• [TEXT SHOWN]:
##############################
A Steady Rain
Keith Huff became my hero when I knew he wrote Mad Men and the brilliant House of Cards. His expertise at storytelling and snappy dialogue is also on show at Sydney’s Old Fitz with A Steady Rain, a two hander about a couple of longtime partners patrolling the hardened streets of Chicago.
Huff wrote it in 2007 and then Hugh Jackman and Daniel Craig played the roles on Broadway. Here, Justin Stewart-Cotta plays Denny, an explosively emotional cop obsessed with protecting his family, while Nick Barkla is Joey, a more thoughtful, heavy-drinking loner who’s cherished by Denny and his family. We mostly see them sitting side by side as in the patrol car, bickering, challenging but always looking out for each other.
A fallout with the station escalates into a brutal criminal entanglement which Hoff unwinds with clear and bloody detail, and which eventually smashes into Denny’s home and, as the stakes grow, polarises our buddies.
##############################
• [DATASET EXCERPT]:
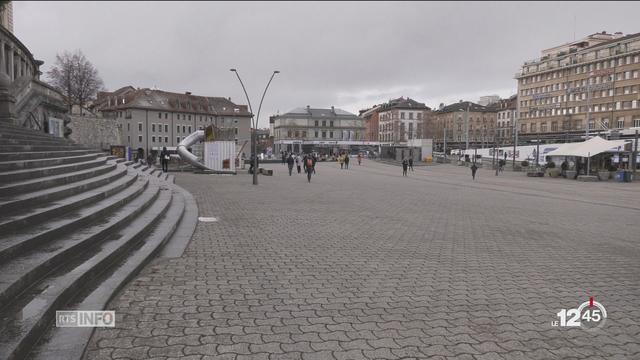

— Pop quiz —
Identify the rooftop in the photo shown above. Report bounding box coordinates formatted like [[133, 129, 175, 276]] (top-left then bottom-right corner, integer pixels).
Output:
[[97, 87, 251, 116]]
##############################
• [TASKS TO COMPLETE]:
[a] Rewrite the review of A Steady Rain from "Huff wrote it" to "polarises our buddies.", swapping "Joey" for "Joe".
[b] Answer these about the review of A Steady Rain:
(i) In what year did Huff write the play?
(ii) At which Sydney venue is it being staged?
(iii) The partners patrol the streets of which city?
[c] Pick up the review of A Steady Rain after its last sentence and keep writing it.

• [ANSWERS IN ORDER]:
[a]
Huff wrote it in 2007 and then Hugh Jackman and Daniel Craig played the roles on Broadway. Here, Justin Stewart-Cotta plays Denny, an explosively emotional cop obsessed with protecting his family, while Nick Barkla is Joe, a more thoughtful, heavy-drinking loner who’s cherished by Denny and his family. We mostly see them sitting side by side as in the patrol car, bickering, challenging but always looking out for each other.
A fallout with the station escalates into a brutal criminal entanglement which Hoff unwinds with clear and bloody detail, and which eventually smashes into Denny’s home and, as the stakes grow, polarises our buddies.

[b]
(i) 2007
(ii) The Old Fitz
(iii) Chicago

[c]
Adam Cook’s fine production makes imaginative use of this intimate space beyond the two central chairs. Sharp lighting and nicely varied sound takes us into the streets, offices and crime scenes - and unrelenting rain - of this underbelly Chicago.
Both actors are perfectly accented and emotionally pitched and their arc of suspenseful storytelling, to us or each other, almost rivets our attention for the full 110 mins. An unfolding cop buddy story is hardly an American original, especially one where masculine identity is forged to the family - itself another US obsession. You can see it every night on telly but Cook and his actors make it worth braving the rain for the theatre.